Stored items
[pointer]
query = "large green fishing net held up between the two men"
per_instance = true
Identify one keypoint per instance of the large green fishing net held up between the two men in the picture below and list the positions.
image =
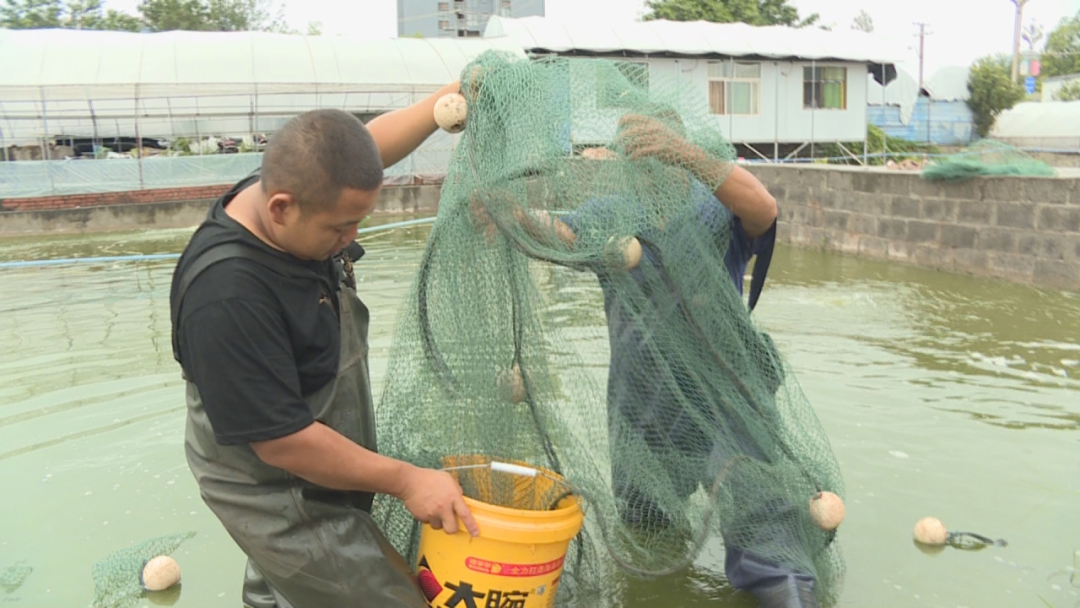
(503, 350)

**ABOUT THIS TASK**
Retype, please, exactly the lines that begin with the one containing "Identify one keypoint" and end at the last line of the entries above, both included, leaving out pictures.

**REPLY TO THE TASK**
Identify one keypoint per instance of the large green fishing net held up between the two men in the picture below and list the positions.
image =
(503, 350)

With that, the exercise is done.